▶ Extracted text
↓↓↓

SKC Project Seminar: A.J. Goldman

Please note: Due to Covid-19, the seminar will be exclusively online and can be accessed via this this link: https://ucph-ku.zoom.us/j/2188071867

A.J. Goldman

Resources for Rethinking the Secular in Philosophical Fragments

In the posthumously published Point of View for My Work as an Author (1859), Kierkegaard states quite definitively about his authorial project: “this is an authorship of which the total thought is the task of becoming a Christian.”[1] We moderns and postmoderns (and even post-postmoderns?) interested in Kierkegaard’s thought might begin to worry. If we are not interested in being evangelized to, what worth does Kierkegaard have for us? Or, even if we are Christian and are interested to deepen our Christianity, does Kierkegaard’s conception of “becoming… Christian” speak to those outside the bounds of our tradition(s)? And, does Kierkegaard’s delimitation of Christendom as the primary locus of his critique and intervention render his thought obsolete, given the massive cultural, political, and religious shifts that have transpired since the conclusion of his authorship?

Scholars who want to defend Kierkegaard as more than an author suited for members of a particular community (or, perhaps, more than a mere historical curiosity) have several options. For instance, they can attempt to excise elements of his thought that fail to fit current needs, extracting from him – like the product of a precipitation reaction – a critique of rationality, an aesthetic theory, an ethics, etc. Or they might treat his Christianity as code for something else, distilling it into a usable form. My research project asks whether there might be a way to demonstrate Kierkegaard’s prominence in intellectual history and relevance to current intellectual conversations, while avoiding either amputating or overly domesticating his Christianity. My solution begins in the pseudonymous Philosophical Fragments (1844). In this book, Kierkegaard offers a rethinking of the relationship between Christian and Christ that troubles the clean coupling of two often-overlapping dualisms: the immanent vs. the transcendent, and the secular vs. the religious.

↑↑↑

▶ Recorded data

↓↓↓

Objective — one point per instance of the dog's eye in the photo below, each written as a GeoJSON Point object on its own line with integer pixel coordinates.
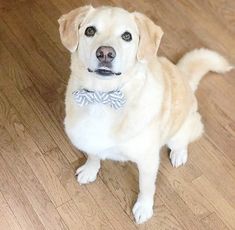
{"type": "Point", "coordinates": [90, 31]}
{"type": "Point", "coordinates": [126, 36]}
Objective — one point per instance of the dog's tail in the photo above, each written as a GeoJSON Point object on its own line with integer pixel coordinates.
{"type": "Point", "coordinates": [198, 62]}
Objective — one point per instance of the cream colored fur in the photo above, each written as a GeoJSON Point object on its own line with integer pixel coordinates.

↑↑↑

▶ Work order 1
Based on the seminar abstract, decide whether each statement agrees with it. Answer yes or no for each, and quote the words that decide it. (a) The seminar will take place only online. (b) Point of View for My Work as an Author appeared during Kierkegaard's lifetime. (c) The research project's solution begins with Philosophical Fragments.
▶ Work order 2
According to the seminar abstract, which two dualisms does Kierkegaard's rethinking in Philosophical Fragments trouble?

▶ Task answer 1
(a) Yes: "the seminar will be exclusively online"
(b) No: "In the posthumously published Point of View for My Work as an Author (1859)"
(c) Yes: "My solution begins in the pseudonymous Philosophical Fragments (1844)."

▶ Task answer 2
The immanent vs. the transcendent, and the secular vs. the religious.